**About this exercise**:
All of the records below need to be returned exactly.

**Raw data**:
^^^^

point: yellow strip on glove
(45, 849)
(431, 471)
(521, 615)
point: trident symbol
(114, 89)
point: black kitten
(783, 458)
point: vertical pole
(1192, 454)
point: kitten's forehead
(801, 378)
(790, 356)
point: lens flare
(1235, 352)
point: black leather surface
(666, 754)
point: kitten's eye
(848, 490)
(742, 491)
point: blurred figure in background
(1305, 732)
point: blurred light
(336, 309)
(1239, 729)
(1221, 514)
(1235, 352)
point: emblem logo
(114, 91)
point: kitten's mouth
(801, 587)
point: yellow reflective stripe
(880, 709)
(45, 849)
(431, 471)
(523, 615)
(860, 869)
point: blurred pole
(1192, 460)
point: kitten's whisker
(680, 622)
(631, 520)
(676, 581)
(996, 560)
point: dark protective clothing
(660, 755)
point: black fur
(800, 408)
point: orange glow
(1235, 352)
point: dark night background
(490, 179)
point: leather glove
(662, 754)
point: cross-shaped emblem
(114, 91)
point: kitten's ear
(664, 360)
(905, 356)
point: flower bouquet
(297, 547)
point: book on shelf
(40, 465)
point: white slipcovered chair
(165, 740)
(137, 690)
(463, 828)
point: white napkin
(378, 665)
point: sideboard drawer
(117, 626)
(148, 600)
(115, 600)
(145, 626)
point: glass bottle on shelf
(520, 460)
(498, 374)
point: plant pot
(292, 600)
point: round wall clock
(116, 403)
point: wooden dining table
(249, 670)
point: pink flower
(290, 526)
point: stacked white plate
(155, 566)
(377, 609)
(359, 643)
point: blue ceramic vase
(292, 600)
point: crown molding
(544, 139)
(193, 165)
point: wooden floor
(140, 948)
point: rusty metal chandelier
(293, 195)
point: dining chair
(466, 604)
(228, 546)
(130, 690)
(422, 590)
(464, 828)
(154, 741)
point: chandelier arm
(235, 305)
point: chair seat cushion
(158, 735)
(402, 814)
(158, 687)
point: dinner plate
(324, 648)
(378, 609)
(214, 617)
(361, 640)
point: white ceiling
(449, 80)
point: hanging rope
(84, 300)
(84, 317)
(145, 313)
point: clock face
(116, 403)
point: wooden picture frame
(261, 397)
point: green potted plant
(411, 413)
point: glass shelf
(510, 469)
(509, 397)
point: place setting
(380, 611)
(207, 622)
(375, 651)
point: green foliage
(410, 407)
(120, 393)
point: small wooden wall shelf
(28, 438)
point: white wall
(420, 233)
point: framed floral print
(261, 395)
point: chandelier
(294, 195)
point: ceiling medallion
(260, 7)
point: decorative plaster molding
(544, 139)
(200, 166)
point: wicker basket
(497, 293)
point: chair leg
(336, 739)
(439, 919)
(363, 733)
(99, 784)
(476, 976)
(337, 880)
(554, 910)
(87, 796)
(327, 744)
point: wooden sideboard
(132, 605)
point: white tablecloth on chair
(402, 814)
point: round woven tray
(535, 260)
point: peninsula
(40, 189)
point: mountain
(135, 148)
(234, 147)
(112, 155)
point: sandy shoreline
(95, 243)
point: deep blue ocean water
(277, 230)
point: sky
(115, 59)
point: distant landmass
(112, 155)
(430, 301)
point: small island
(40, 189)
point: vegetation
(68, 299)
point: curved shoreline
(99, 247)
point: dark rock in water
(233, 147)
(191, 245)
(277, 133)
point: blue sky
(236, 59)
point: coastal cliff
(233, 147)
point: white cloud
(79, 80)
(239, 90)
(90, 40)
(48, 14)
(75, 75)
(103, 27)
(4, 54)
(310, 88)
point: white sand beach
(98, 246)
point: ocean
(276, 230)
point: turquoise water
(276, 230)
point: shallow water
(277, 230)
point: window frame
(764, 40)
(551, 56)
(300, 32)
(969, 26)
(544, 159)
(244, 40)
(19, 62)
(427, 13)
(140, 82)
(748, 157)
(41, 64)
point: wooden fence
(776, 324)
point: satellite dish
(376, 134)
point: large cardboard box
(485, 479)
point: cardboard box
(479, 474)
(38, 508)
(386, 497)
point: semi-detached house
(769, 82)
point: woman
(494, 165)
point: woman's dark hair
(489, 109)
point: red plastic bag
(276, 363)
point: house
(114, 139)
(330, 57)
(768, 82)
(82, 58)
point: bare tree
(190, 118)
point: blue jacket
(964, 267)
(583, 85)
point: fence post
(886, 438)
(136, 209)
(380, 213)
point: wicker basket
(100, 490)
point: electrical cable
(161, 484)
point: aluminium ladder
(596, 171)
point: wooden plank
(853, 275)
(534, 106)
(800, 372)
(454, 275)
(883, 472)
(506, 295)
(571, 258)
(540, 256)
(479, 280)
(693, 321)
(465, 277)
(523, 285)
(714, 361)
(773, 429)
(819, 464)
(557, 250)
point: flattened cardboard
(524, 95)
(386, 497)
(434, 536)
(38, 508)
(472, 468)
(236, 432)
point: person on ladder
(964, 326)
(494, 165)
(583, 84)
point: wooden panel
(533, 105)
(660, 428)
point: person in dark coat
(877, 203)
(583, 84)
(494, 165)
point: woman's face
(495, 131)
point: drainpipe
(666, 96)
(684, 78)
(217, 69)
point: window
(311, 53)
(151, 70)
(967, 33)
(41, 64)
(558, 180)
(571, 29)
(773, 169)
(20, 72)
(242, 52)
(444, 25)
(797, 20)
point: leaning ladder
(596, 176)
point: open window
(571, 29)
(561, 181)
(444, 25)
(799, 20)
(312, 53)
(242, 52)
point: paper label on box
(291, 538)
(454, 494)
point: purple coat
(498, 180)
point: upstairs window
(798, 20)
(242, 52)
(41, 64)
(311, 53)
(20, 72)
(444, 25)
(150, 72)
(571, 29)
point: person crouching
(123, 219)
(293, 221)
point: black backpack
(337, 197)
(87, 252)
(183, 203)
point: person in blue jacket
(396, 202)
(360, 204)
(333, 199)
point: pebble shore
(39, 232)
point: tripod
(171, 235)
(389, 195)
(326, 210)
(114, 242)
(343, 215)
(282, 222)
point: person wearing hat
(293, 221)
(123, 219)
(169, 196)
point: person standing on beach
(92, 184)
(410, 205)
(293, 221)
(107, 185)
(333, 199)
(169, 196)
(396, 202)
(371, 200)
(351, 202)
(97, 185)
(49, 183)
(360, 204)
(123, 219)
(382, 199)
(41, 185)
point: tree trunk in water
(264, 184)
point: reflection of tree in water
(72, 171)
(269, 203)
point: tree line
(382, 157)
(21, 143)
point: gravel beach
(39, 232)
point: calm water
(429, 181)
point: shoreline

^^^^

**Response**:
point: yellow strip on glove
(45, 849)
(431, 471)
(521, 615)
point: trident symbol
(114, 89)
point: black kitten
(783, 458)
point: vertical pole
(1192, 454)
point: kitten's forehead
(801, 378)
(790, 356)
point: lens flare
(1235, 352)
point: black leather surface
(666, 754)
point: kitten's eye
(848, 490)
(742, 491)
point: blurred figure in background
(1305, 732)
point: blurred light
(336, 309)
(1239, 729)
(1221, 514)
(1235, 352)
point: emblem logo
(114, 91)
point: kitten's mouth
(801, 587)
point: yellow reflective stripe
(880, 709)
(45, 849)
(431, 471)
(523, 615)
(860, 869)
point: blurred pole
(1192, 460)
point: kitten's whisker
(680, 622)
(631, 520)
(676, 581)
(996, 560)
point: dark protective clothing
(660, 755)
point: black fur
(800, 408)
point: orange glow
(1235, 352)
point: dark night background
(490, 179)
point: leather glove
(662, 754)
point: cross-shaped emblem
(114, 91)
point: kitten's ear
(664, 360)
(905, 356)
point: flower bouquet
(297, 547)
point: book on shelf
(40, 465)
point: white slipcovered chair
(165, 740)
(137, 690)
(463, 828)
point: white napkin
(378, 665)
point: sideboard drawer
(117, 626)
(148, 600)
(115, 600)
(145, 626)
point: glass bottle on shelf
(520, 460)
(498, 374)
point: plant pot
(292, 600)
point: round wall clock
(116, 403)
point: wooden dining table
(249, 670)
point: pink flower
(290, 526)
point: stacked white plate
(155, 566)
(377, 609)
(359, 643)
point: blue ceramic vase
(292, 600)
point: crown molding
(544, 139)
(193, 165)
point: wooden floor
(140, 948)
point: rusty metal chandelier
(293, 195)
point: dining chair
(466, 604)
(228, 546)
(130, 690)
(422, 590)
(464, 828)
(154, 741)
point: chandelier arm
(235, 305)
point: chair seat cushion
(158, 735)
(402, 814)
(158, 687)
point: dinner plate
(324, 648)
(378, 609)
(214, 617)
(361, 640)
point: white ceiling
(449, 80)
point: hanging rope
(84, 300)
(84, 317)
(145, 313)
point: clock face
(116, 403)
point: wooden picture frame
(261, 397)
point: green potted plant
(411, 413)
point: glass shelf
(510, 469)
(509, 397)
point: place setting
(380, 611)
(207, 622)
(375, 651)
point: green foliage
(410, 407)
(120, 393)
point: small wooden wall shelf
(28, 438)
point: white wall
(420, 233)
point: framed floral print
(261, 395)
point: chandelier
(294, 195)
point: ceiling medallion
(260, 7)
point: decorative plaster molding
(544, 139)
(200, 166)
point: wicker basket
(497, 293)
point: chair leg
(336, 739)
(439, 919)
(363, 733)
(99, 784)
(476, 976)
(337, 880)
(554, 910)
(87, 796)
(327, 744)
point: wooden sideboard
(132, 605)
point: white tablecloth on chair
(402, 814)
point: round woven tray
(535, 260)
point: peninsula
(40, 189)
point: mountain
(135, 148)
(234, 147)
(112, 155)
point: sandy shoreline
(95, 243)
point: deep blue ocean water
(277, 230)
point: sky
(115, 59)
point: distant landmass
(112, 155)
(430, 301)
point: small island
(40, 189)
point: vegetation
(68, 299)
point: curved shoreline
(99, 247)
point: dark rock in water
(233, 147)
(191, 245)
(277, 133)
point: blue sky
(236, 59)
point: coastal cliff
(233, 147)
point: white cloud
(79, 80)
(239, 90)
(90, 40)
(48, 14)
(75, 75)
(103, 27)
(4, 54)
(310, 88)
point: white sand beach
(98, 246)
point: ocean
(276, 230)
point: turquoise water
(276, 230)
point: shallow water
(277, 230)
point: window frame
(764, 40)
(551, 56)
(300, 32)
(969, 26)
(544, 159)
(244, 40)
(19, 62)
(427, 13)
(140, 82)
(748, 157)
(41, 64)
point: wooden fence
(776, 324)
point: satellite dish
(376, 134)
point: large cardboard box
(485, 479)
point: cardboard box
(479, 474)
(38, 508)
(386, 497)
point: semi-detached house
(769, 82)
point: woman
(494, 165)
point: woman's dark hair
(489, 109)
point: red plastic bag
(276, 363)
point: house
(114, 139)
(330, 57)
(768, 82)
(82, 58)
point: bare tree
(190, 118)
point: blue jacket
(964, 267)
(583, 85)
point: fence post
(886, 438)
(136, 209)
(380, 213)
point: wicker basket
(100, 490)
point: electrical cable
(161, 484)
point: aluminium ladder
(596, 171)
point: wooden plank
(853, 275)
(534, 106)
(800, 372)
(454, 275)
(883, 472)
(506, 295)
(571, 258)
(540, 256)
(479, 280)
(693, 321)
(465, 277)
(523, 285)
(714, 361)
(773, 429)
(819, 464)
(557, 250)
point: flattened cardboard
(524, 95)
(386, 497)
(434, 536)
(38, 508)
(472, 468)
(236, 432)
point: person on ladder
(964, 326)
(494, 165)
(583, 84)
point: wooden panel
(533, 105)
(660, 428)
point: person in dark coat
(877, 203)
(583, 84)
(494, 165)
point: woman's face
(495, 131)
point: drainpipe
(666, 96)
(684, 78)
(217, 69)
point: window
(311, 53)
(151, 70)
(967, 33)
(41, 64)
(558, 180)
(571, 29)
(773, 169)
(20, 72)
(242, 52)
(444, 25)
(797, 20)
point: leaning ladder
(596, 176)
point: open window
(571, 29)
(561, 181)
(444, 25)
(799, 20)
(312, 53)
(242, 52)
point: paper label on box
(291, 538)
(454, 494)
point: purple coat
(498, 180)
point: upstairs window
(798, 20)
(242, 52)
(41, 64)
(311, 53)
(20, 72)
(444, 25)
(150, 72)
(571, 29)
point: person crouching
(123, 219)
(293, 221)
point: black backpack
(337, 197)
(87, 252)
(183, 203)
point: person in blue jacket
(396, 202)
(360, 204)
(333, 199)
point: pebble shore
(39, 232)
point: tripod
(171, 235)
(389, 195)
(326, 210)
(114, 242)
(343, 215)
(282, 222)
point: person wearing hat
(293, 221)
(123, 219)
(169, 196)
point: person standing on beach
(92, 184)
(410, 205)
(293, 221)
(107, 185)
(333, 199)
(169, 196)
(396, 202)
(371, 200)
(351, 202)
(97, 185)
(49, 183)
(360, 204)
(123, 219)
(382, 199)
(41, 185)
point: tree trunk in water
(264, 184)
point: reflection of tree in water
(72, 171)
(269, 203)
point: tree line
(382, 157)
(21, 143)
point: gravel beach
(39, 232)
point: calm water
(429, 181)
point: shoreline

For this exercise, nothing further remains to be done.